* **PASSAGE GIVEN**
----
So, it must have come as a surprise when during the discussion of the project, Mayor Rob Adams stated, "In my experience with doing development agreements, or zoning changes, or community plan updates, this is our opportunity, particularly in the zoning change process to negotiate community benefits in exchange for the entitlements."

How much of a community benefit? Adams' idea was a $500,000 donation to the City of Sedona in exchange for the zoning change.

Really? Yes. A $500,000 'in lieu fee' that the "...City could utilize to provide benefits to whatever we come up with." And, evidently, this practice is commonplace in the City of Sedona, although typically the requests for fees and 'community benefits' are handled in smaller, less public settings.

Mayor Adams was bold in making his request, "I would like to hear you say, 'I'm willing to put up a reasonable amount of money, considering the fact that when I do get that zoning change, we know that the value of property is going to be increased fairly significantly from an OP to a C1.' So, I'd just like to have an offer from you and see if we could say that we all feel good about that and sing KumBayAh."

When Stevenson heard the amount Adams had in mind, his response was quick and clear, "That, we're out."

From there, the conversation continued, until finally one council member used the word, "extortion."

Read below for the entire context, and the resolution.

sedona comparison

 

The Meeting

What: Approval of Zoning Change in order to expand and remodel the existing vacant office building into an upscale restaurant.

When: May 14, 2013 Sedona City Council meeting, item #9c.

Link to the City Council Documents for the May 14 meeting

Link to the City Council Video of the meeting, item number 9C.

To make it easier, we have transcribed the pertinent part of the discussion below. Some repetitive phrases, such as "um," and "you know," have been omitted.

We also have duplicated the video to a YouTube format, to make it more convenient to watch at the correct time. Nothing in this time period was edited out or in:

Transcript

Sedona Council Meeting 5-14-13

Rob Adams, Mayor
In my experience with doing development agreements, or zoning changes, or community plan updates, this is our opportunity, particularly in the zoning change process to negotiate community benefits in exchange for the entitlements. As I look at the benefits that you are proposing, most of them really would be included in a development agreement, required by a community development as part of your development. I'm not seeing a lot of other community benefits in the form of parks, and affordable housing and things like that. Obviously, each development, depending on its size, depends on the benefits that would be requested. So, earlier in the last meeting, we talked about actually having the public dedication on some of the properties in town. In the last meeting, we talked about actually having the public dedication on some of the property, and staff seems to be not supporting that idea. So, I want to talk about a couple of other things and get into a negotiation here.
----
* **PROVIDED INFORMATION**

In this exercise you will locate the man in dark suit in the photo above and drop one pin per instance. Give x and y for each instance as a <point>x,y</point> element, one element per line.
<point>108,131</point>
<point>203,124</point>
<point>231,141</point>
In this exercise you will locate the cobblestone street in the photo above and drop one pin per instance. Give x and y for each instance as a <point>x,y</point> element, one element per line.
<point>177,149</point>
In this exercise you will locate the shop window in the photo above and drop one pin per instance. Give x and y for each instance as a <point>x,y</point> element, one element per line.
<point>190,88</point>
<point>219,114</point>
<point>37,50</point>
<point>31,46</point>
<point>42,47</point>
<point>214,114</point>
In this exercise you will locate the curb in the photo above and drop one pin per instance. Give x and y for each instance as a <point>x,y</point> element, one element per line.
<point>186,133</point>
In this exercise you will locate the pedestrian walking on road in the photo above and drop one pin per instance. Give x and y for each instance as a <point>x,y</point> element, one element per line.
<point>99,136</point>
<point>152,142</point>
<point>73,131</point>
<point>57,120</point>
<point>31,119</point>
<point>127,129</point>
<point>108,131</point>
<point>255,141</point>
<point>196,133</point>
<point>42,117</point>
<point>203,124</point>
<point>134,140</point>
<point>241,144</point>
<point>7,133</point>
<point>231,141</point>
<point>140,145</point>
----
* **SHORT EXERCISE 1**
Return the stretch of the Sedona zoning article from "When: May 14, 2013" up to and including "item number 9C.".
* **SHORT EXERCISE 2**
How many lines of the listing contain the word "dark"? Reply with the number alone.
The Sedona zoning article and the listing are unrelated to each other.

* **TASK SOLUTION 1**
When: May 14, 2013 Sedona City Council meeting, item #9c.

Link to the City Council Documents for the May 14 meeting

Link to the City Council Video of the meeting, item number 9C.

* **TASK SOLUTION 2**
1